§ **Work item**
Your answer should consist of the lines below that hold the word "gets".

§ **Dataset records**
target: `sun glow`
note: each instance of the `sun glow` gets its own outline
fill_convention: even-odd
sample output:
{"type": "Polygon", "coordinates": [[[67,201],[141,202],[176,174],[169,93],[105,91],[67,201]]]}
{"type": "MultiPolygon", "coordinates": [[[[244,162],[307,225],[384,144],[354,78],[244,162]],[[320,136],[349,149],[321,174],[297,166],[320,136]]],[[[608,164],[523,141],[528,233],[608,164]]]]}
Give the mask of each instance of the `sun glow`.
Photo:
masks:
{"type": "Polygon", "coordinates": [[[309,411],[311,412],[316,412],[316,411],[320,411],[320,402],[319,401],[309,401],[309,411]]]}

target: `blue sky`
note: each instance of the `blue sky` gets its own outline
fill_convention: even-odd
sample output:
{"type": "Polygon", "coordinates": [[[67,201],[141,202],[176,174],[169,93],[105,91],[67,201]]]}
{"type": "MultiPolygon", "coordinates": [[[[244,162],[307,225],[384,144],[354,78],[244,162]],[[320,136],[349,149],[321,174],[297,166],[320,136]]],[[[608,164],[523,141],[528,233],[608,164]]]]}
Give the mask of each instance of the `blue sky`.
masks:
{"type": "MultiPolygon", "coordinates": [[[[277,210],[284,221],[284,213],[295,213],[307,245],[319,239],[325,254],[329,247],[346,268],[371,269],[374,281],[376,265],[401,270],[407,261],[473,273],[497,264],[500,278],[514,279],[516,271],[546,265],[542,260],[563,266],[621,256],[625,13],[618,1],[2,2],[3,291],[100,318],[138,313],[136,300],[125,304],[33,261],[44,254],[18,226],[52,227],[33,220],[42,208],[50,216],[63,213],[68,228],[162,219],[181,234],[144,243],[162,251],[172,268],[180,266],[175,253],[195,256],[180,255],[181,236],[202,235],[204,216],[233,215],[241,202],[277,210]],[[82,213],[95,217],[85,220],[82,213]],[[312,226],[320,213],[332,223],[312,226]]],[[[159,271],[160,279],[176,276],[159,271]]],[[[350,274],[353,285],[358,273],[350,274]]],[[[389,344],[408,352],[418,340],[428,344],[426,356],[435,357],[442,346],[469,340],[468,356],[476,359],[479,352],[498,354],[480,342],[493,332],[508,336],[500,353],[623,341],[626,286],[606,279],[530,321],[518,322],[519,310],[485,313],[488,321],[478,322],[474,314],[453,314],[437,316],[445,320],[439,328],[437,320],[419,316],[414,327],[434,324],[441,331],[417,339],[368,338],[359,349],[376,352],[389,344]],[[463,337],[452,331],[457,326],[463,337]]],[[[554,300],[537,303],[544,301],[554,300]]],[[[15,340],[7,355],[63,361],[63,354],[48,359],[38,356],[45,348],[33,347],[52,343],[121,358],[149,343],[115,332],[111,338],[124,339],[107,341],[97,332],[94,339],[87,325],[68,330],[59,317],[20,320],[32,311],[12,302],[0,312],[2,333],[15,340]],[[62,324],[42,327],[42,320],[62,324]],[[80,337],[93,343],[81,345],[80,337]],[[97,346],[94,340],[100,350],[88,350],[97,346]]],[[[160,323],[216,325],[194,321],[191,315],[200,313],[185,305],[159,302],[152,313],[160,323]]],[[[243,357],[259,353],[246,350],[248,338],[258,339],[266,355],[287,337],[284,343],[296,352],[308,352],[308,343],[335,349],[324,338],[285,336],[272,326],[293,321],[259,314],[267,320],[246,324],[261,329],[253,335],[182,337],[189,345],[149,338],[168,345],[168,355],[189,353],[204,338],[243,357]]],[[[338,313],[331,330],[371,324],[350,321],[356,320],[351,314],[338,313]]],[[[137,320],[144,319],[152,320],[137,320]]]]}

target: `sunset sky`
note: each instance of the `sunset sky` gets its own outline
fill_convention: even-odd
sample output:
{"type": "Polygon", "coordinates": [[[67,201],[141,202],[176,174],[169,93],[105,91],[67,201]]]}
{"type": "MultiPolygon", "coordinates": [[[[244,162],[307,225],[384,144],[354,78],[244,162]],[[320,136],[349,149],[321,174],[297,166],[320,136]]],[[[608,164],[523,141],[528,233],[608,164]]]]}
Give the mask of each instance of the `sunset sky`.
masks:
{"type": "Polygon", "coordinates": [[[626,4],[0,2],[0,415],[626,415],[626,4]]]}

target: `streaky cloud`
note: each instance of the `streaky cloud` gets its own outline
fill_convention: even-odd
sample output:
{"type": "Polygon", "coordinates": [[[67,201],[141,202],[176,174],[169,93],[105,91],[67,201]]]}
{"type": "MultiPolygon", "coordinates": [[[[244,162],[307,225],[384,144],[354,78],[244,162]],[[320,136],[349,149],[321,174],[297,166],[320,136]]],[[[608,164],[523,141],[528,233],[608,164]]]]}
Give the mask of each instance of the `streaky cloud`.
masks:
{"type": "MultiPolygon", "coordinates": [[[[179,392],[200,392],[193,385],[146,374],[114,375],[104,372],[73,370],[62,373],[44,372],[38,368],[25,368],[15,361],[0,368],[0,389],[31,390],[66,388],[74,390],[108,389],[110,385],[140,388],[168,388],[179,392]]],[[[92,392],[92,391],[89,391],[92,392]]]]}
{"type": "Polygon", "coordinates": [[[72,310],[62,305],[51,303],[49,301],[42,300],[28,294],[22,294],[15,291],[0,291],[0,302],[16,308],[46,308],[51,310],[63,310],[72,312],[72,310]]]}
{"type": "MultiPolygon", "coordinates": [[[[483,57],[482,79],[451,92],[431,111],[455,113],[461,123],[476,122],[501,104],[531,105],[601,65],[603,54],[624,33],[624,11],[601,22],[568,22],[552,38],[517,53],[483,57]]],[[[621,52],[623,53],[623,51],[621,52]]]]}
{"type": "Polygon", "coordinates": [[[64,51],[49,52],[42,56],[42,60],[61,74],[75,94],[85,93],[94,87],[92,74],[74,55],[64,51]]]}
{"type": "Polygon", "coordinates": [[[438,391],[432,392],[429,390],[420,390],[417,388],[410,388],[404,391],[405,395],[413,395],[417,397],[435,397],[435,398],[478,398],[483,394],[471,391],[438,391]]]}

§ **Solution to the exercise**
note: each instance of the `sun glow` gets its own outline
note: each instance of the `blue sky` gets its own outline
note: each instance of the `sunset sky` gets its own outline
note: each instance of the `streaky cloud` gets its own outline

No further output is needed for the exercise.